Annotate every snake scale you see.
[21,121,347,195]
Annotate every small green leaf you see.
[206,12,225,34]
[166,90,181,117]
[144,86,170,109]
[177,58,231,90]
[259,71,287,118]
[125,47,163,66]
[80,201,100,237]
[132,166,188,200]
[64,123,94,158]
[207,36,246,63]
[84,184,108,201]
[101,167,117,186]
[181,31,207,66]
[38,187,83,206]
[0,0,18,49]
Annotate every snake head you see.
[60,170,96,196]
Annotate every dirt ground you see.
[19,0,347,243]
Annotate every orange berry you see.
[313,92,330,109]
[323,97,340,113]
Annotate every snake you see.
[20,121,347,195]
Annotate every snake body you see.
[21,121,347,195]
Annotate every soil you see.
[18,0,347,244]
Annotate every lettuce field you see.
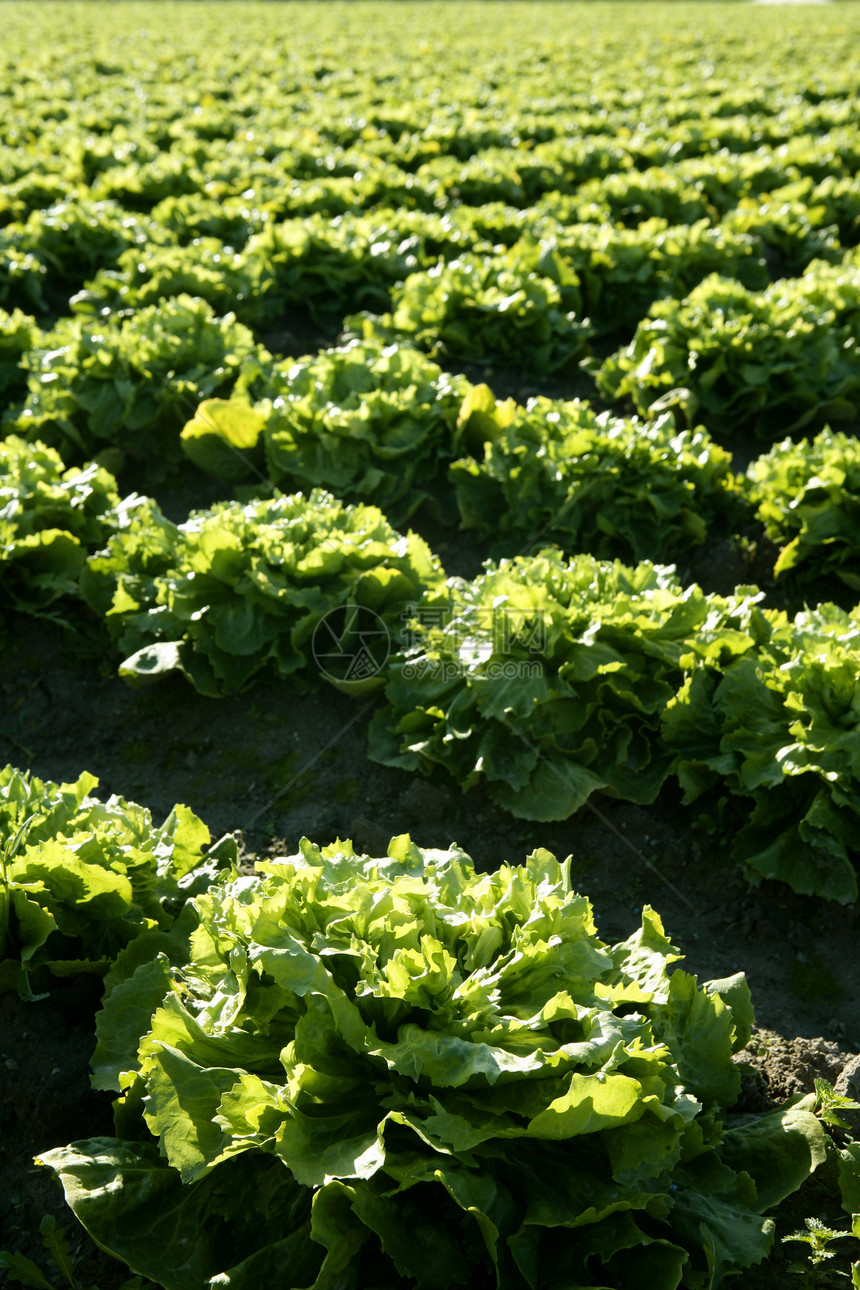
[0,0,860,1290]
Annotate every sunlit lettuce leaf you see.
[39,836,824,1290]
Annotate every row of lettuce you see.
[0,322,860,606]
[0,243,860,495]
[0,768,860,1290]
[0,415,860,900]
[0,190,860,373]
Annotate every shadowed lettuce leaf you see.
[661,604,860,902]
[81,489,445,695]
[0,435,120,609]
[39,836,825,1290]
[747,427,860,601]
[370,550,762,819]
[449,386,741,561]
[0,766,237,996]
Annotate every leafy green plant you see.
[0,766,236,998]
[597,258,860,440]
[747,427,860,599]
[0,435,120,610]
[528,217,768,334]
[0,1214,151,1290]
[81,489,445,695]
[348,252,591,373]
[815,1080,860,1129]
[661,604,860,902]
[370,550,762,819]
[783,1218,851,1286]
[37,836,825,1290]
[255,341,469,522]
[8,295,259,479]
[449,386,744,561]
[0,310,40,402]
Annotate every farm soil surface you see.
[0,351,860,1290]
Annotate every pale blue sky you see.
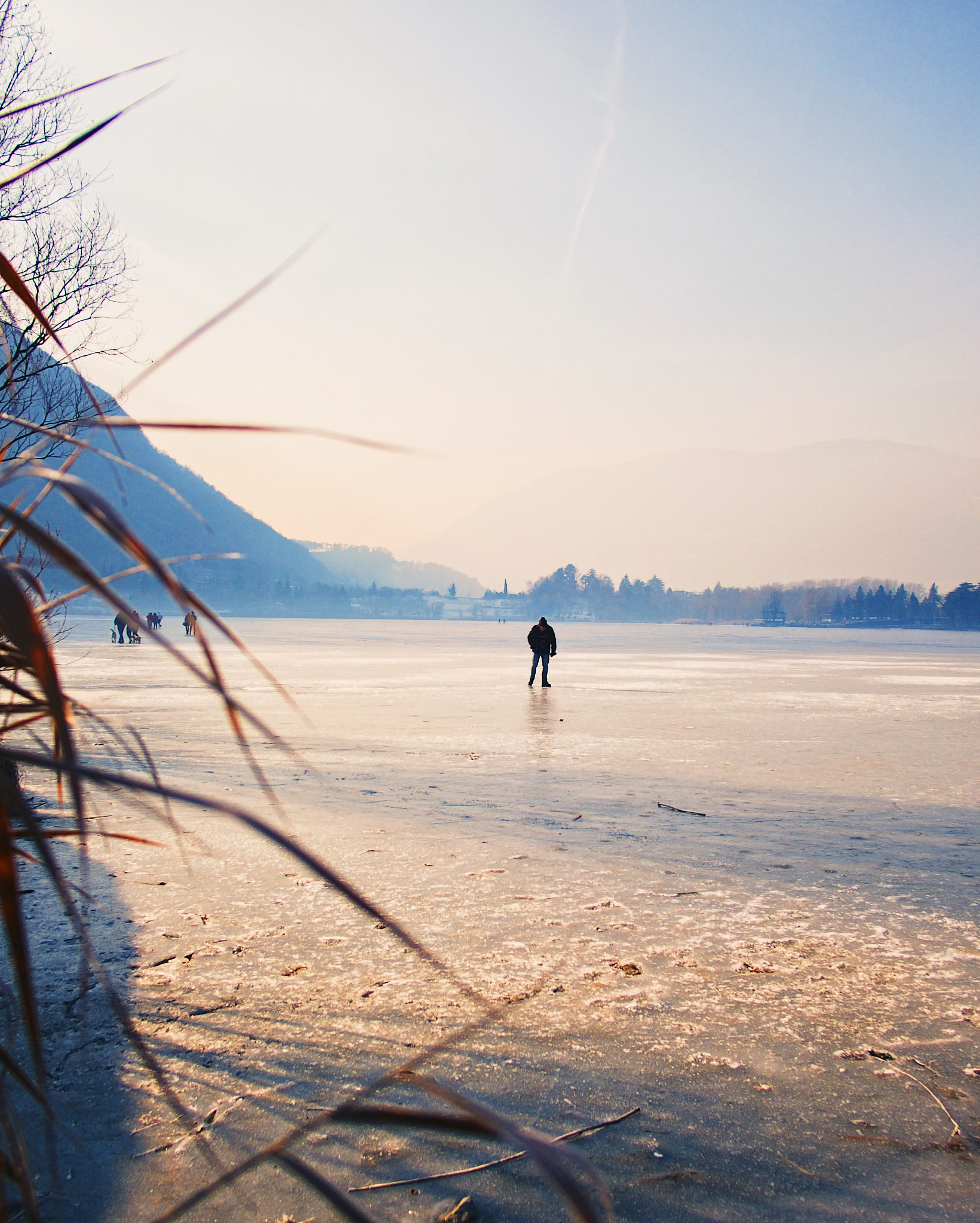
[43,0,980,549]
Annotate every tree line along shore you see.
[77,565,980,630]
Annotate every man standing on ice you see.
[527,616,558,687]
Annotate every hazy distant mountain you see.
[412,439,980,589]
[8,394,324,608]
[296,539,486,598]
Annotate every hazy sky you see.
[42,0,980,565]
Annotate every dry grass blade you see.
[0,778,44,1082]
[0,449,82,552]
[348,1108,640,1194]
[0,55,176,119]
[0,565,85,817]
[5,747,489,1008]
[0,494,302,747]
[154,1105,498,1223]
[12,828,167,849]
[78,416,431,456]
[0,84,168,193]
[275,1151,374,1223]
[0,773,222,1169]
[406,1074,612,1223]
[0,423,213,533]
[120,230,323,397]
[0,1044,47,1117]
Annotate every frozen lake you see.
[34,617,980,1221]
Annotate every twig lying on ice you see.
[348,1108,640,1194]
[892,1069,963,1142]
[657,802,707,819]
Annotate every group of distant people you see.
[112,608,197,646]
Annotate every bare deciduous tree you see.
[0,0,130,457]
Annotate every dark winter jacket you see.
[527,623,558,658]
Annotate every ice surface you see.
[26,617,980,1219]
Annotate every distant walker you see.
[527,616,558,687]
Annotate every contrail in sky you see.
[560,0,626,291]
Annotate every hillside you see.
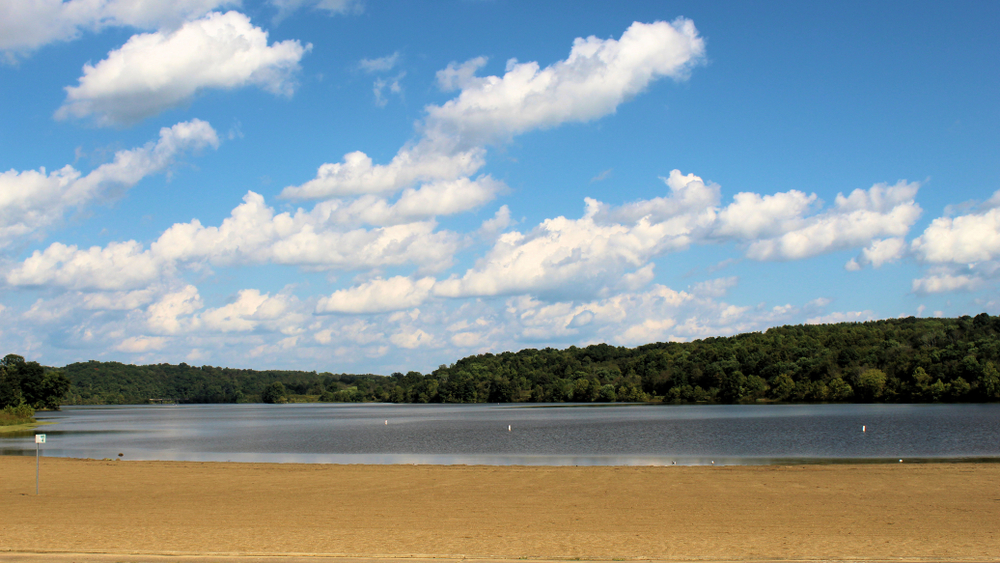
[45,313,1000,404]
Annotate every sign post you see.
[35,434,45,496]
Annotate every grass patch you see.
[0,405,35,427]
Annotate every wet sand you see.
[0,456,1000,563]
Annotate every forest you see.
[15,313,1000,404]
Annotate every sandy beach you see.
[0,456,1000,562]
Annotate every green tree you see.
[260,381,288,404]
[979,362,1000,401]
[858,368,886,401]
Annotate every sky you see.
[0,0,1000,374]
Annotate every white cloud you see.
[115,336,169,354]
[846,237,906,270]
[479,205,514,241]
[201,289,294,332]
[435,170,718,297]
[912,272,984,295]
[316,276,435,313]
[358,51,399,72]
[0,119,219,247]
[151,192,460,271]
[146,285,203,334]
[7,240,163,291]
[389,328,435,350]
[269,0,365,19]
[372,72,406,108]
[911,202,1000,264]
[747,181,921,260]
[281,19,704,199]
[281,146,485,199]
[425,18,705,146]
[56,12,311,125]
[0,0,240,58]
[715,190,817,239]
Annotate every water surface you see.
[0,403,1000,465]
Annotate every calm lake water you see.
[0,403,1000,465]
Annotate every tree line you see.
[15,313,1000,404]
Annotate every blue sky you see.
[0,0,1000,373]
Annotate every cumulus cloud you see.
[912,271,985,295]
[146,285,203,334]
[316,276,435,313]
[282,19,704,199]
[845,237,906,271]
[200,289,295,333]
[0,119,219,247]
[911,197,1000,264]
[0,0,240,58]
[358,51,399,72]
[56,12,311,125]
[372,72,406,108]
[747,181,921,260]
[435,170,718,297]
[269,0,365,19]
[7,240,163,291]
[151,192,460,271]
[281,146,486,199]
[425,18,705,146]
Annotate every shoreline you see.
[0,456,1000,563]
[0,420,58,434]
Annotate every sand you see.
[0,456,1000,563]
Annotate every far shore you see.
[0,456,1000,563]
[0,420,55,434]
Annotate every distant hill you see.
[50,313,1000,404]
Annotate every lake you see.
[0,403,1000,465]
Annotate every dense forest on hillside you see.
[29,313,1000,404]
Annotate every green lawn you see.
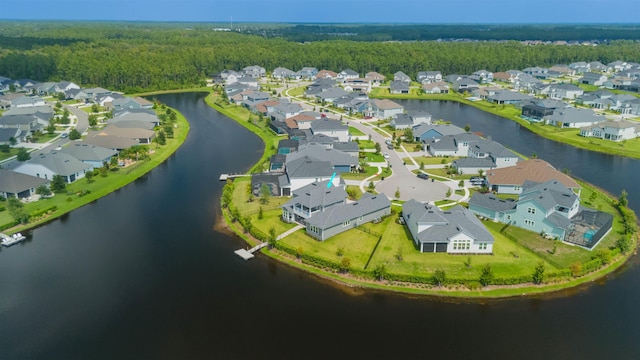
[349,126,365,136]
[362,152,385,162]
[280,229,378,269]
[0,106,189,232]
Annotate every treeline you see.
[266,24,640,42]
[0,22,640,92]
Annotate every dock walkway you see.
[234,224,305,260]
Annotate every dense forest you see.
[0,21,640,92]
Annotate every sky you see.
[0,0,640,24]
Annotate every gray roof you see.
[0,169,49,194]
[413,123,465,136]
[16,151,91,176]
[311,119,349,132]
[470,139,518,158]
[545,107,606,123]
[489,90,531,101]
[287,143,358,166]
[307,193,391,229]
[518,180,578,211]
[453,157,496,168]
[286,156,335,178]
[60,141,118,162]
[333,141,360,152]
[389,81,409,91]
[282,180,347,209]
[469,192,518,212]
[402,199,493,243]
[3,105,53,119]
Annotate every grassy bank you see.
[369,88,640,159]
[0,100,189,233]
[212,86,636,298]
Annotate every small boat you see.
[0,233,27,247]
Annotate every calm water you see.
[0,94,640,359]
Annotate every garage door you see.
[422,243,435,252]
[436,243,447,252]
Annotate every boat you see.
[0,233,27,247]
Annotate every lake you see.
[0,93,640,359]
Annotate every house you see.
[111,96,153,111]
[485,159,581,195]
[469,180,613,249]
[579,72,608,86]
[487,90,531,104]
[521,99,569,121]
[393,71,411,84]
[580,120,640,141]
[569,61,591,74]
[389,80,409,94]
[364,71,386,85]
[0,128,22,145]
[315,70,338,80]
[402,199,494,254]
[285,143,358,173]
[282,181,391,241]
[365,99,404,119]
[107,109,160,126]
[271,67,300,80]
[297,67,318,79]
[83,131,140,151]
[14,151,93,184]
[98,125,156,144]
[549,84,584,100]
[59,141,118,168]
[469,70,493,84]
[0,169,50,199]
[282,181,347,223]
[342,78,371,94]
[281,154,341,194]
[11,96,47,108]
[306,193,391,241]
[427,133,482,156]
[338,69,360,81]
[422,81,449,94]
[242,65,267,79]
[416,71,442,85]
[451,78,480,92]
[451,139,520,174]
[544,107,606,128]
[391,111,431,130]
[413,123,466,143]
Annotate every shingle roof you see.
[487,159,580,188]
[0,169,49,194]
[402,200,493,243]
[307,193,391,229]
[21,151,91,176]
[60,141,118,161]
[282,180,347,209]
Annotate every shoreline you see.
[206,93,638,300]
[370,93,640,159]
[2,95,191,233]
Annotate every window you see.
[453,240,471,250]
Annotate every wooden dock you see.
[220,174,251,181]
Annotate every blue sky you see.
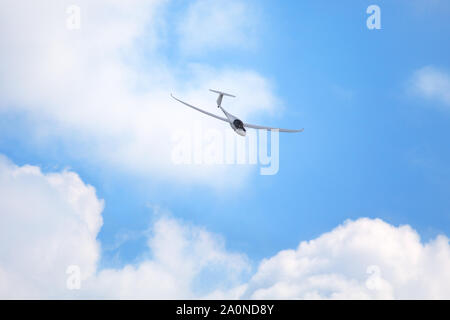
[0,0,450,300]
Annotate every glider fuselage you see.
[217,106,247,137]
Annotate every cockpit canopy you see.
[233,119,245,131]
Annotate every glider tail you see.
[209,89,236,108]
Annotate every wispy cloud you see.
[410,66,450,110]
[0,0,279,186]
[178,0,258,54]
[0,158,450,299]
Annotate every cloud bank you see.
[0,157,450,299]
[0,0,281,185]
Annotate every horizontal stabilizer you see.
[209,89,236,98]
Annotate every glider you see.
[170,89,303,136]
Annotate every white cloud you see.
[178,0,257,53]
[0,158,450,299]
[411,66,450,108]
[0,0,280,185]
[244,218,450,299]
[0,156,103,298]
[0,157,250,299]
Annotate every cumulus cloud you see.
[245,218,450,299]
[411,66,450,109]
[178,0,257,53]
[0,158,450,299]
[0,156,103,298]
[0,0,280,185]
[0,157,250,299]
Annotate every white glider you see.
[170,89,303,136]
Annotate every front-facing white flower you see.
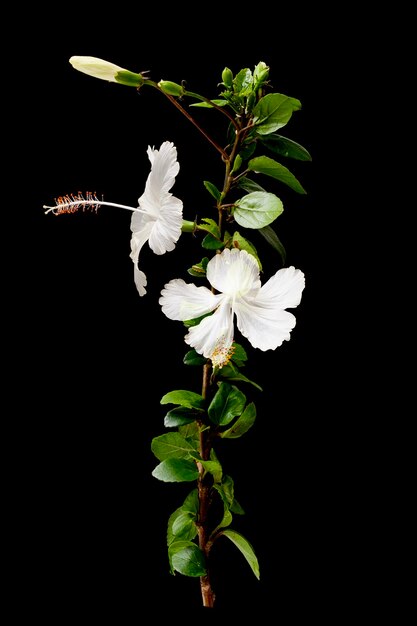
[159,248,305,367]
[130,141,183,296]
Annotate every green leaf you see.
[190,98,229,109]
[260,133,312,161]
[167,507,198,545]
[178,421,200,450]
[168,541,206,577]
[208,382,246,426]
[252,93,301,135]
[216,359,263,391]
[152,459,199,483]
[183,311,213,328]
[164,407,198,428]
[151,432,196,461]
[210,502,233,539]
[220,528,260,580]
[248,156,306,193]
[230,498,245,515]
[220,402,256,439]
[181,489,200,515]
[232,230,262,270]
[233,68,253,96]
[161,389,205,410]
[200,461,223,483]
[233,191,284,228]
[203,180,222,201]
[172,511,197,539]
[230,154,242,174]
[183,348,207,365]
[239,140,256,161]
[232,341,248,367]
[197,217,221,239]
[187,256,209,278]
[213,474,235,508]
[237,176,265,192]
[201,233,224,250]
[259,226,287,265]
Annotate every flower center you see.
[210,336,235,369]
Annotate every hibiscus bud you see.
[222,67,233,89]
[158,80,184,96]
[69,56,144,87]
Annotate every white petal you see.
[234,267,305,350]
[159,278,221,321]
[69,56,122,83]
[130,221,152,296]
[207,248,261,296]
[235,300,296,350]
[257,266,305,309]
[139,141,180,217]
[185,297,233,359]
[133,265,148,296]
[149,195,183,254]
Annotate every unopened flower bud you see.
[69,56,144,87]
[158,80,184,96]
[222,67,233,89]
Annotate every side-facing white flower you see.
[130,141,183,296]
[43,141,183,296]
[159,248,305,367]
[69,56,144,87]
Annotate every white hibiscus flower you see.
[43,141,184,296]
[159,248,305,367]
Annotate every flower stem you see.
[160,89,228,159]
[197,364,215,608]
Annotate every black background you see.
[8,6,366,624]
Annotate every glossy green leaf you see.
[253,61,269,91]
[210,502,233,538]
[151,432,194,461]
[260,133,312,161]
[238,176,265,192]
[208,382,246,426]
[221,528,260,580]
[169,541,206,577]
[164,407,198,428]
[203,180,221,201]
[167,507,198,545]
[178,421,200,450]
[183,348,207,366]
[233,67,253,96]
[181,489,200,515]
[248,156,306,193]
[187,256,209,278]
[252,93,301,135]
[200,461,223,483]
[190,98,229,109]
[239,141,256,161]
[161,389,205,410]
[201,233,224,250]
[230,498,245,515]
[216,362,263,391]
[258,226,287,265]
[197,217,221,239]
[233,191,284,228]
[230,154,242,174]
[152,459,199,483]
[220,402,256,439]
[231,231,262,271]
[213,474,235,508]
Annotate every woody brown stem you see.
[197,364,215,608]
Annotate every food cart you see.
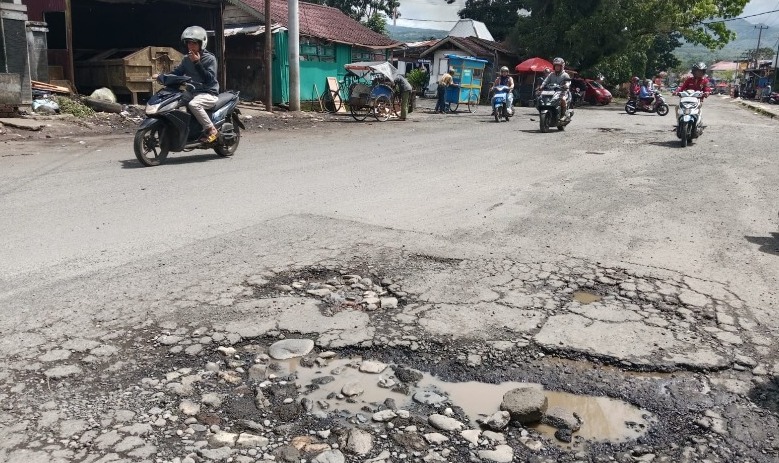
[444,55,487,113]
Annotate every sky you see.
[390,0,779,30]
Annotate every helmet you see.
[181,26,208,49]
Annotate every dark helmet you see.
[181,26,208,49]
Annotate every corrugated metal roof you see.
[230,0,401,48]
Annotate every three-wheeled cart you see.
[444,55,487,113]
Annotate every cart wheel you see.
[373,95,392,122]
[468,92,479,113]
[349,105,371,121]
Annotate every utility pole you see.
[265,0,273,113]
[755,26,768,69]
[286,0,300,111]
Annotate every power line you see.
[701,10,779,24]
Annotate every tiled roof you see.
[232,0,400,48]
[422,36,516,60]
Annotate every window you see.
[300,37,335,63]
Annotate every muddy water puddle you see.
[288,359,654,445]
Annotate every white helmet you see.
[181,26,208,50]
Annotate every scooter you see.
[676,90,705,147]
[133,74,246,167]
[492,85,514,122]
[536,84,573,133]
[625,90,669,116]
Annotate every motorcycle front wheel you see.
[133,123,168,167]
[214,124,241,158]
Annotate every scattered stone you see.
[268,339,314,360]
[427,413,465,431]
[360,360,387,373]
[479,445,514,463]
[500,385,548,424]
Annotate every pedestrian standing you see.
[435,68,454,114]
[395,74,414,121]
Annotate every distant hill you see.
[387,24,449,42]
[674,19,779,64]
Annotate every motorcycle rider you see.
[492,66,514,114]
[152,26,219,143]
[536,57,571,119]
[674,62,711,98]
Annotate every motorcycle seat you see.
[209,92,238,112]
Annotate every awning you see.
[225,24,287,37]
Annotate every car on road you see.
[571,77,612,105]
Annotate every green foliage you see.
[309,0,400,21]
[363,12,387,35]
[406,68,428,90]
[54,96,95,118]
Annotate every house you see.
[225,0,401,104]
[421,35,519,99]
[22,0,226,100]
[448,19,495,42]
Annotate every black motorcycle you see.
[133,74,246,167]
[536,84,573,133]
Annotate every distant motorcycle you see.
[676,90,705,147]
[133,74,245,167]
[625,90,669,116]
[536,84,573,133]
[492,85,514,122]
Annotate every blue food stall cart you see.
[444,55,487,113]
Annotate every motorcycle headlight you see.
[146,103,162,116]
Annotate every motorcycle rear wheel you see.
[214,124,241,158]
[133,123,168,167]
[539,113,552,133]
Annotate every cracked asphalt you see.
[0,98,779,462]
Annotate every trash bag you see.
[32,98,60,114]
[89,87,116,103]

....

What the task requires> Render the stretch of items from the line containing "Annotate every shadowed lettuce leaf you see." through the line containing "[0,351,860,1290]" as a two-column CSV with the columns text and answer. Give one row for each item, with its text and its answer each in a single quoted field and every line break replaced by a space.

The answer>
text,answer
"Annotate every shadowed lettuce leaf you see.","[661,604,860,902] [81,489,445,695] [0,435,120,609] [39,836,825,1290] [747,427,860,601] [370,550,762,819] [449,386,741,561] [0,766,237,996]"
"Annotate every leafy green plant you see.","[0,766,236,998] [597,258,860,440] [747,427,860,599] [0,435,120,610] [528,217,768,334] [0,1214,151,1290] [81,489,445,695] [348,252,591,373] [815,1080,860,1129] [661,604,860,902] [370,550,762,819] [783,1218,851,1286] [37,836,825,1290] [255,341,469,522] [8,295,259,479] [449,386,744,561] [0,310,40,402]"
"Annotate every farm soil surface you see.","[0,351,860,1290]"